» What to do
Find each line below that contains the word "window" and copy it in full.

» Material to process
- - -

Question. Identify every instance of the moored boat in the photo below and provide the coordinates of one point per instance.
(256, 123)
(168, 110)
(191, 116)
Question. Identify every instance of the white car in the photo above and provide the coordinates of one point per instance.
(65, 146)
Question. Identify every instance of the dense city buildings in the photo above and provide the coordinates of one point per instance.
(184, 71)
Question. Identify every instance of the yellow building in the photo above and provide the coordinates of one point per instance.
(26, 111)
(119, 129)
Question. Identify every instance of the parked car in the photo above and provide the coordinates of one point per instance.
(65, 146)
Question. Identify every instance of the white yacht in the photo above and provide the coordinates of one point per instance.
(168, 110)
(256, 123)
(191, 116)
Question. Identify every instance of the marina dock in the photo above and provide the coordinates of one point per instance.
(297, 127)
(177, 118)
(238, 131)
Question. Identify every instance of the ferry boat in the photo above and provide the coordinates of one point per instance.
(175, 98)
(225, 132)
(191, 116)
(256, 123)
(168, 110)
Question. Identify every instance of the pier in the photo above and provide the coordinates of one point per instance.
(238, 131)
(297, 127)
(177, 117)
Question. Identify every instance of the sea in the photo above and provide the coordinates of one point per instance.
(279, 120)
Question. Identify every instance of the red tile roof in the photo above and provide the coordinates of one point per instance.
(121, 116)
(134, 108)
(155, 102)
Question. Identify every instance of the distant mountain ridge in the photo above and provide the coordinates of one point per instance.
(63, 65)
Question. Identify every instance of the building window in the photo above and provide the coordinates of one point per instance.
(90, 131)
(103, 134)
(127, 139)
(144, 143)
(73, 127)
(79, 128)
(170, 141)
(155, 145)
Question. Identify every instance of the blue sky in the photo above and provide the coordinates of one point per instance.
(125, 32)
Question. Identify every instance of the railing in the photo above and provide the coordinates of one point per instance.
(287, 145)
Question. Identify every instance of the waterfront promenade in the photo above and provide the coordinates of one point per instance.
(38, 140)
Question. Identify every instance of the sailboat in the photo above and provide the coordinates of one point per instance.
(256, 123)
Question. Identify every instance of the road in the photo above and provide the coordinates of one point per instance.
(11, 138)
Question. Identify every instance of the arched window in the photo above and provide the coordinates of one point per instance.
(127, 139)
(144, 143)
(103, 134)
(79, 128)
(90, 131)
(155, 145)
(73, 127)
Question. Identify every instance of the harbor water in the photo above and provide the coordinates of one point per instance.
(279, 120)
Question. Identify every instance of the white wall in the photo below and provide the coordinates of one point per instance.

- - -

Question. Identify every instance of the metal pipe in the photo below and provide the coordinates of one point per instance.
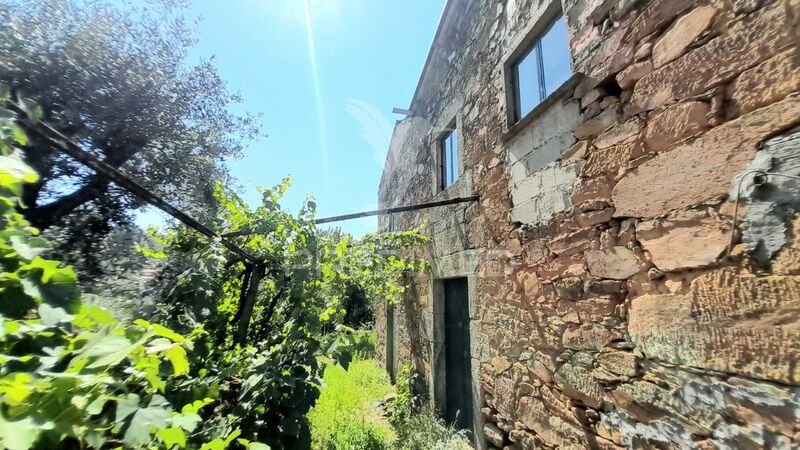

- - -

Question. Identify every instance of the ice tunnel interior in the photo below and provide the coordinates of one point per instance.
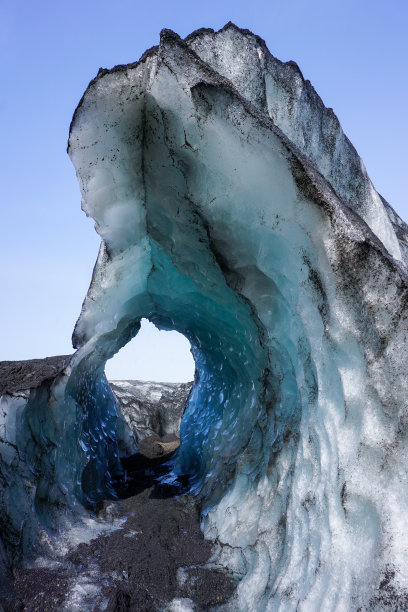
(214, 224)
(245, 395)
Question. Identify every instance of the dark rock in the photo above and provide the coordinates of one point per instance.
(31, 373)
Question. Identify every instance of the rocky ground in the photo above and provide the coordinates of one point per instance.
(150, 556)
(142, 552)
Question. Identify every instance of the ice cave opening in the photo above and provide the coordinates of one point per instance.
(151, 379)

- - -

» Result for this task
Question. Identify every instance of the building window in the photo above and provide the coordinates of one point per instance.
Question. Identify every instance of the arched window in the photo above and provide the coordinates of one point per instance.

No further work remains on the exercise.